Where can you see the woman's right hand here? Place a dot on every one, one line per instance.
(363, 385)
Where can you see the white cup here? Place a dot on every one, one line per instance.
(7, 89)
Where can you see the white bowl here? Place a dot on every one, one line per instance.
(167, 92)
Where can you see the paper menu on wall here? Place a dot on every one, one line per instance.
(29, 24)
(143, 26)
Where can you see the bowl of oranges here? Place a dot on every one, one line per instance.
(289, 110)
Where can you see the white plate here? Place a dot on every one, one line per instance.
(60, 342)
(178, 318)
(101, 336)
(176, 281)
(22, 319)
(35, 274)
+ + + + + + +
Instructions for the task
Reproduce all of the material above verbatim, keeping every line in its original order.

Problem solution
Where can you see the woman's right hand here? Place a dot on every one, one line per instance.
(363, 385)
Where can you see the white cup here? Place a dot on every one, one line per instance.
(7, 89)
Where can you see the white bowl here? Place a dot on every one, one line per instance.
(167, 92)
Where can you see the paper menu on wall here? Place a dot on every one, one line per instance.
(29, 24)
(143, 26)
Where can you see the bowl of oranges here? Place a dot on every one, one line per instance.
(289, 110)
Where can you see the white plate here? Place a dot on every one, one line per instance.
(60, 342)
(178, 318)
(101, 336)
(176, 281)
(22, 319)
(35, 274)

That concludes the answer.